Return every line below that contains the word "tarpaulin".

Data supplied →
/---
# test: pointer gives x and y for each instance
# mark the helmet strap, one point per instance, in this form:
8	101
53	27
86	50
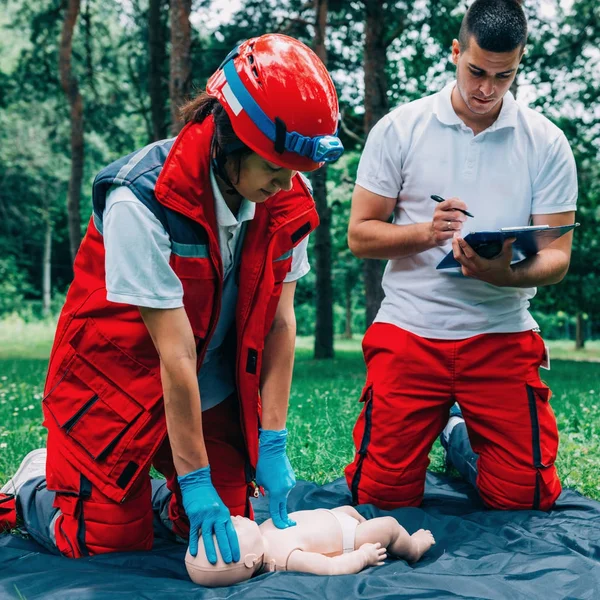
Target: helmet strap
280	134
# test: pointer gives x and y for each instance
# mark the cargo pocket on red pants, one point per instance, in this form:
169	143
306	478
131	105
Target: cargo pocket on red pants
367	418
544	440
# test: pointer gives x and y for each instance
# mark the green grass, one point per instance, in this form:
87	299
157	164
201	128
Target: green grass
323	406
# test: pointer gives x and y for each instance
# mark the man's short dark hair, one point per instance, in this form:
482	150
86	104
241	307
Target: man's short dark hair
496	25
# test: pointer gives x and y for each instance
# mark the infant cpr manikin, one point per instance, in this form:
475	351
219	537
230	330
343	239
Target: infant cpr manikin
323	542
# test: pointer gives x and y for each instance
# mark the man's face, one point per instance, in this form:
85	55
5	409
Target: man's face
484	77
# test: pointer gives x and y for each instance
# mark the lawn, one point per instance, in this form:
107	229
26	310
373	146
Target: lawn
323	406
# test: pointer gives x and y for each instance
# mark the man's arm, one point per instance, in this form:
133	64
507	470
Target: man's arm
371	236
278	361
345	564
547	267
173	338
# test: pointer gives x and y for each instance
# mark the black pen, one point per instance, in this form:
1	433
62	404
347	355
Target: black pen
464	212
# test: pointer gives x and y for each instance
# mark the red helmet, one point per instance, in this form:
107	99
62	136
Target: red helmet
281	101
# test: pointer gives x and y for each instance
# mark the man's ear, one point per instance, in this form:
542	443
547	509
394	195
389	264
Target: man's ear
455	51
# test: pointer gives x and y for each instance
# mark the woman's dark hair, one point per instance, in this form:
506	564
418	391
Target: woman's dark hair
496	25
225	144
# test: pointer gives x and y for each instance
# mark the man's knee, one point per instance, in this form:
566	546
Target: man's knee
385	488
528	488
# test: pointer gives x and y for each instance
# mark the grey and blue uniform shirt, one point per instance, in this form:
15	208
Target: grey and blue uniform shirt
146	278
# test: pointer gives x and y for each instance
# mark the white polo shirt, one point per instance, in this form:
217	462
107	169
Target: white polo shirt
520	166
146	278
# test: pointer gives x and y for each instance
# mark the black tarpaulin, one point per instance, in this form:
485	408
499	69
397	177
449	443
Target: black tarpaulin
479	554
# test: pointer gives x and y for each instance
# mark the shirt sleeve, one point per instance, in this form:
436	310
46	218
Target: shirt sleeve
380	166
300	264
137	254
555	187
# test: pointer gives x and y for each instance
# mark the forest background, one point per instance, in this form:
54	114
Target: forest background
83	82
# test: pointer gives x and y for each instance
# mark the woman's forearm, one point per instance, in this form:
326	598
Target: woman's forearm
184	414
276	374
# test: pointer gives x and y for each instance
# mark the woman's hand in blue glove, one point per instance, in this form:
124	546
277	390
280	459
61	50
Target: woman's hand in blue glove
207	513
275	474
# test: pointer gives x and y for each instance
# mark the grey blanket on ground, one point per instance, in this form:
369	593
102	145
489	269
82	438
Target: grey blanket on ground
479	554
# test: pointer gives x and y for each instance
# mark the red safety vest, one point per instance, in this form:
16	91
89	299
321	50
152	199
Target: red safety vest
103	394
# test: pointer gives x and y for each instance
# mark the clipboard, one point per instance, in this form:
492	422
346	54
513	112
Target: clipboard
529	241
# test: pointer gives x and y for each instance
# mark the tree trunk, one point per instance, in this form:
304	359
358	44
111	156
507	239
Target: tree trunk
579	331
157	53
180	63
376	106
46	267
71	89
348	294
324	286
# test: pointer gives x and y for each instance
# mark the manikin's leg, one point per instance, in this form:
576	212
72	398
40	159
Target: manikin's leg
391	535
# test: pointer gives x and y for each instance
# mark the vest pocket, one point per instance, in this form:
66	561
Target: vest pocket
93	415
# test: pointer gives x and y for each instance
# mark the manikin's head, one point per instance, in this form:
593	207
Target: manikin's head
221	574
487	53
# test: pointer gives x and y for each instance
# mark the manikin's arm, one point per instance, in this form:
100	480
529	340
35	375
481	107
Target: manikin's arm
345	564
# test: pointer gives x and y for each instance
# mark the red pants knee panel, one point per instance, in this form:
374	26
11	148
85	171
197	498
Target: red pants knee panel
411	383
8	512
504	488
91	523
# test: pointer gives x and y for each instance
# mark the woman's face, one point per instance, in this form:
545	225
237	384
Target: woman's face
259	178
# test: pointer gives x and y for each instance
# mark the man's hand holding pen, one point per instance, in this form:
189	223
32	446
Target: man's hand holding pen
447	220
496	271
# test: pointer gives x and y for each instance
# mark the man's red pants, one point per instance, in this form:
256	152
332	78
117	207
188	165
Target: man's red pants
91	523
411	384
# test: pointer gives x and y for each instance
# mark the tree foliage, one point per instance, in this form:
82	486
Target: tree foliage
124	89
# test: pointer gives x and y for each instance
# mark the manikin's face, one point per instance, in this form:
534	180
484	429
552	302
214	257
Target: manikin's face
259	179
483	78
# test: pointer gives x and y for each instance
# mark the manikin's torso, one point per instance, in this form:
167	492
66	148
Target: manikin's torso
316	531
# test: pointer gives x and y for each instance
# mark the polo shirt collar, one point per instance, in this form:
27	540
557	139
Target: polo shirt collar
444	110
225	218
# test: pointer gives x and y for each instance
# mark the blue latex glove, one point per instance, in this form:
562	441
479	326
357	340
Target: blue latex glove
275	474
207	513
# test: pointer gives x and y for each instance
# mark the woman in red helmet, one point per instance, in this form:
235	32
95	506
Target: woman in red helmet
175	345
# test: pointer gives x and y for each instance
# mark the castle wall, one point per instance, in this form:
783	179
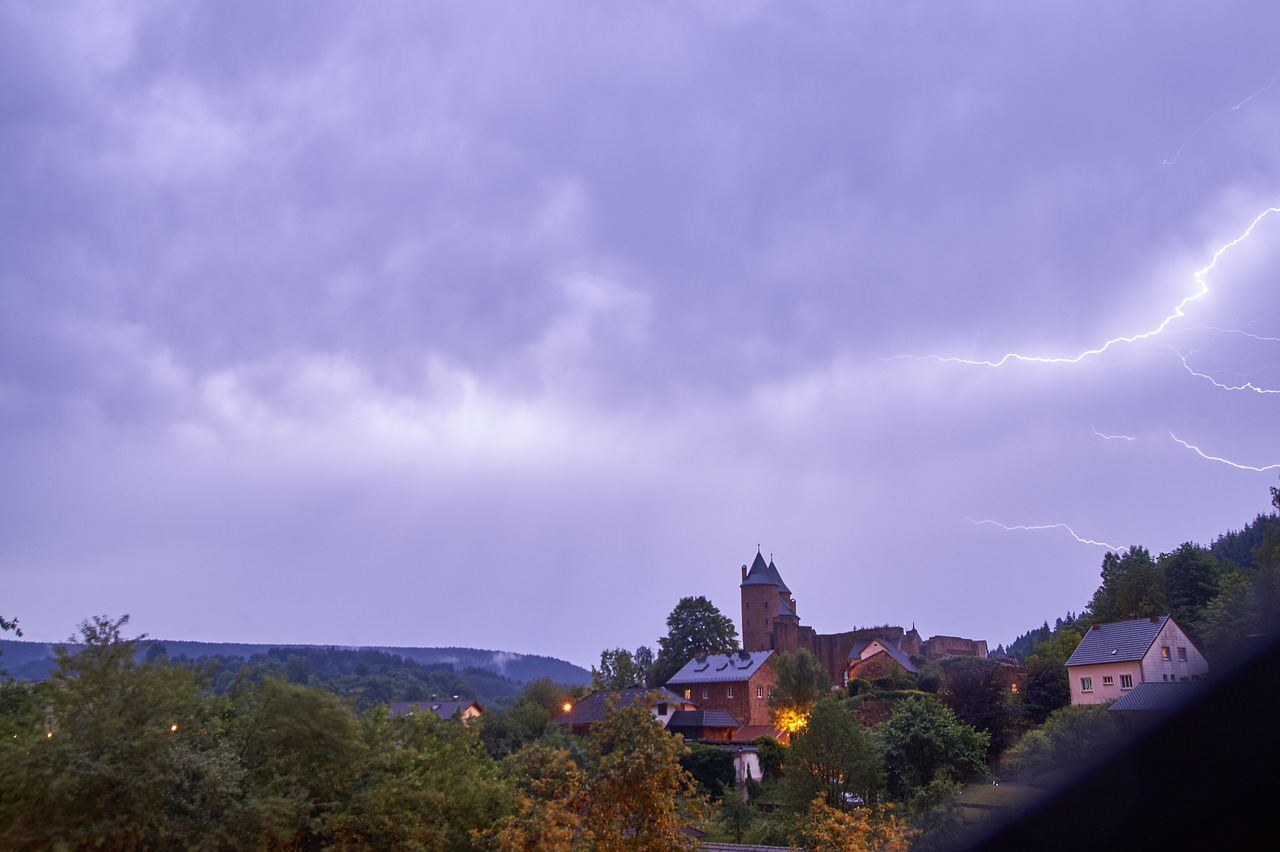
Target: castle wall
940	646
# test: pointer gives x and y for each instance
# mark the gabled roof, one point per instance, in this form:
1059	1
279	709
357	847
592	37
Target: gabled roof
891	647
443	709
1156	695
592	708
1118	641
702	719
721	668
764	575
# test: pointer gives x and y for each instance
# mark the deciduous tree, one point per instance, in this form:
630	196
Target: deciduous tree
695	624
923	740
833	757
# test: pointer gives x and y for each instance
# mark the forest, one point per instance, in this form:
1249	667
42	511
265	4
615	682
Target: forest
127	747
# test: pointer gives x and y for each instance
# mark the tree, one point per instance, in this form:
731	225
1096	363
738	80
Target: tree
636	788
735	812
547	818
1229	619
421	783
923	740
801	681
978	692
114	754
1191	582
711	766
1047	685
835	759
621	669
1133	586
695	624
863	829
1069	738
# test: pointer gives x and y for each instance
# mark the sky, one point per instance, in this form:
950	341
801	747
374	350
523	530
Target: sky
508	325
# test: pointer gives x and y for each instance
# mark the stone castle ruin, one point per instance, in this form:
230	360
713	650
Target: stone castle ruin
771	623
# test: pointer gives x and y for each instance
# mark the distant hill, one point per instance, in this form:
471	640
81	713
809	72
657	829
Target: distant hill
33	660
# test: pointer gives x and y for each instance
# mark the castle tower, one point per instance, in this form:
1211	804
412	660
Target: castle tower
760	595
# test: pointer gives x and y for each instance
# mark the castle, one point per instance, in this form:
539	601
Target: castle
771	623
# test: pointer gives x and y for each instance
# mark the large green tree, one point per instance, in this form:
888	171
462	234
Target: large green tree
695	624
1133	586
923	740
1047	686
638	795
979	694
114	754
621	669
833	757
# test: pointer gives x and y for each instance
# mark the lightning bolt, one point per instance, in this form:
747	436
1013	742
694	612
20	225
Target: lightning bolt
1050	526
1178	311
1224	461
1206	122
1112	438
1240	331
1247	385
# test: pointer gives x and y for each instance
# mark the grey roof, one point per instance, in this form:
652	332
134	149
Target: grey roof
782	583
443	709
592	708
1118	641
891	647
721	668
1157	695
764	575
702	719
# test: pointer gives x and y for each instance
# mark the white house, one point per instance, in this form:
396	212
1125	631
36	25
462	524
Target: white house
1112	658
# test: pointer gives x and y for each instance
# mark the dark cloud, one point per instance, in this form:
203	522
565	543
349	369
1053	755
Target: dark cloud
311	316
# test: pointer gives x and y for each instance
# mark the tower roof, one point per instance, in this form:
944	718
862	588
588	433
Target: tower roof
764	575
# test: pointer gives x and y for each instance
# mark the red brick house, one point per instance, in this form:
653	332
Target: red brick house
737	683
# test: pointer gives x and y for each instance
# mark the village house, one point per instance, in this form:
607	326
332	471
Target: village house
736	683
464	709
1114	658
580	715
872	659
771	623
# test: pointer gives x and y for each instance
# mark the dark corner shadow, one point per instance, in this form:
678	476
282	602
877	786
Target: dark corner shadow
1201	779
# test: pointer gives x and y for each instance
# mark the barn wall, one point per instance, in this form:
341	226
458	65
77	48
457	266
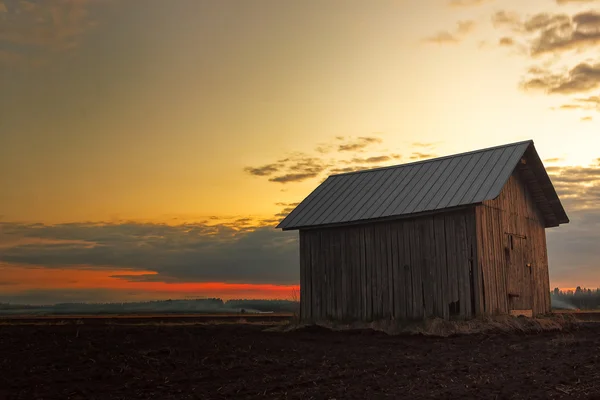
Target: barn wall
404	269
513	213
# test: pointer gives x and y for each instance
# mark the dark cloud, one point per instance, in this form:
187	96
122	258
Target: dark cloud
466	3
581	78
54	296
559	32
569	107
423	144
507	19
421	156
324	149
371	160
447	37
553	33
45	26
578	187
359	144
183	253
443	37
573	247
344	170
563	2
287	204
589	103
593	100
300	168
265	170
295	168
299	177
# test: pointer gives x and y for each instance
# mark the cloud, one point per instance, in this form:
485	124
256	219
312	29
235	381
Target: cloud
300	168
344	170
359	144
563	2
466	3
265	170
581	78
593	101
577	186
556	32
421	156
299	177
371	160
573	247
443	37
324	149
297	167
506	19
182	253
447	37
423	144
48	26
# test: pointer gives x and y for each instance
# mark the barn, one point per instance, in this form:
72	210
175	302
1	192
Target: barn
451	237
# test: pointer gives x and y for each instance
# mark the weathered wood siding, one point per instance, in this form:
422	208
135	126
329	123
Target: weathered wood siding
404	269
511	236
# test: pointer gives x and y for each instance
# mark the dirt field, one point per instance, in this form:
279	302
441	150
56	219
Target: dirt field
141	359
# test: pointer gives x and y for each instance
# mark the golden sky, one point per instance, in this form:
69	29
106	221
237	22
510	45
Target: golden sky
130	124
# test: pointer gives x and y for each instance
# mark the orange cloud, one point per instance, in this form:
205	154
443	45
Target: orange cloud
15	279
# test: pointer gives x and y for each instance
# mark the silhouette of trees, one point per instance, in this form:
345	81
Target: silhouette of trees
581	298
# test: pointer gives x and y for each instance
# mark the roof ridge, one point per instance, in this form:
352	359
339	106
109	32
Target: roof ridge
434	159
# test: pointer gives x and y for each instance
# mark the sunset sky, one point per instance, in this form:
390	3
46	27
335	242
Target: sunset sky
148	147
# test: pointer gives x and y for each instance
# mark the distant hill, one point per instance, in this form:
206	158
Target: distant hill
214	305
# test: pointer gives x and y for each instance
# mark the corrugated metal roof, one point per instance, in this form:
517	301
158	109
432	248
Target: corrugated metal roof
422	186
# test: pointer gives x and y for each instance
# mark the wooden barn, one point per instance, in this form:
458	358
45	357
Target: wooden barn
455	236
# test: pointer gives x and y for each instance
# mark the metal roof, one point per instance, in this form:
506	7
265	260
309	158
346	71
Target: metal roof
424	186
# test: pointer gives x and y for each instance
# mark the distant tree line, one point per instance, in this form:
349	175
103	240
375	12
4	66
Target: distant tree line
210	305
580	298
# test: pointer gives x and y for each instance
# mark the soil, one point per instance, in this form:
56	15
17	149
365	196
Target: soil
127	359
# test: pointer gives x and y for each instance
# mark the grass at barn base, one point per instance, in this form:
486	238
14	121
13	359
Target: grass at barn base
438	327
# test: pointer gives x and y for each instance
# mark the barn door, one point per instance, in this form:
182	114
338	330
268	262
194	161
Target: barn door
519	279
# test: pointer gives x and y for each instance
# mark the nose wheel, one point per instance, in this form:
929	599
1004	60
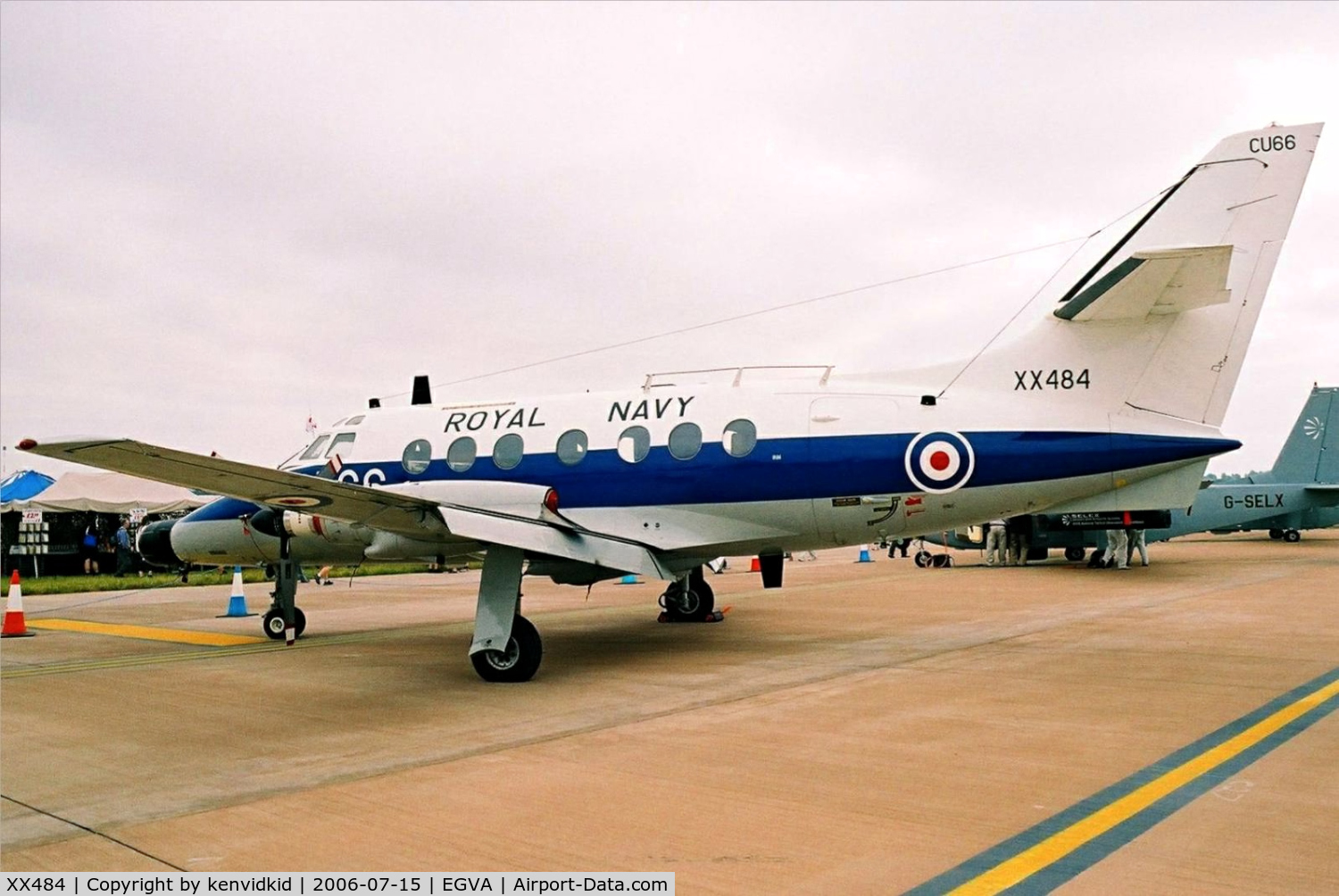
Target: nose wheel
273	623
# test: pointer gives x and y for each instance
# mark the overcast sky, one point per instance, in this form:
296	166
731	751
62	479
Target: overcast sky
220	219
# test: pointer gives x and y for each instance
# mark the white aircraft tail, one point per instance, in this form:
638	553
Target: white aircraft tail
1311	451
1162	320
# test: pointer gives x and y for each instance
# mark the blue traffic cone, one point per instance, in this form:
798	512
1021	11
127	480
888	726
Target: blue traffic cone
237	603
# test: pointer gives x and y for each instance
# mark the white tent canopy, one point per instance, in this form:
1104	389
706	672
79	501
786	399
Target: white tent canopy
110	494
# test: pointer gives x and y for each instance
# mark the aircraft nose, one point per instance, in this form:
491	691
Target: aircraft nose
155	544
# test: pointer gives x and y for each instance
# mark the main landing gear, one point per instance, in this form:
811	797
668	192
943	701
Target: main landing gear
506	647
284	620
688	599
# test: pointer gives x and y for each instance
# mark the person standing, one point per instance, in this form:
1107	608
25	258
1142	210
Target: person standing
1117	550
995	543
1018	540
88	548
1140	543
125	556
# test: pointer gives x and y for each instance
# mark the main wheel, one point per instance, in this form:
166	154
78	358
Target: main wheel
691	604
519	662
273	623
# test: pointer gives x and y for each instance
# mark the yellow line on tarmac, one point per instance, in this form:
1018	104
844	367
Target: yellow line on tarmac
1062	842
176	635
153	660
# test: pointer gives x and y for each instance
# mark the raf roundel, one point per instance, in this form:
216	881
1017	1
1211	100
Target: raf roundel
940	461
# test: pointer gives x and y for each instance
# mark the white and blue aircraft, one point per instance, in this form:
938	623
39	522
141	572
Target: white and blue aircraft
1106	396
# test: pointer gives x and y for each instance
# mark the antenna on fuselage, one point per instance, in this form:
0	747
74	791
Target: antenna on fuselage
422	390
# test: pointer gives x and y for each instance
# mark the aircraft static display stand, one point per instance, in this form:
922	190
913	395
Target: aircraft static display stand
1105	395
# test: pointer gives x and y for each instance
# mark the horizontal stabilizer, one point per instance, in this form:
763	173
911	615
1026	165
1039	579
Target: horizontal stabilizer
1154	281
1325	496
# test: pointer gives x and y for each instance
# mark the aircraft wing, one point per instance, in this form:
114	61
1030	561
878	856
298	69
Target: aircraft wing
1154	281
272	488
482	520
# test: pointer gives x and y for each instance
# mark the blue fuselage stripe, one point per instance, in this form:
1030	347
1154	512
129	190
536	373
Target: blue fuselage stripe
787	469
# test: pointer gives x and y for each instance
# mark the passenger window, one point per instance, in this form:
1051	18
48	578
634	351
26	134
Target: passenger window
572	446
508	452
417	456
315	451
635	444
460	457
685	441
343	438
739	438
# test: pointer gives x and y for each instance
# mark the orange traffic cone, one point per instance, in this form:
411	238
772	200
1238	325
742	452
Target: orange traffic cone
13	625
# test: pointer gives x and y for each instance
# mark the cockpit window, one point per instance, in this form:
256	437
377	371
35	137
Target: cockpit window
315	448
343	438
417	457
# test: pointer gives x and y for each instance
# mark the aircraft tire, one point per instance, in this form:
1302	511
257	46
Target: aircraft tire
519	662
273	623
\---
The output →
# mark the black tarpaulin, one point per instance, in this form:
Target: black tarpaulin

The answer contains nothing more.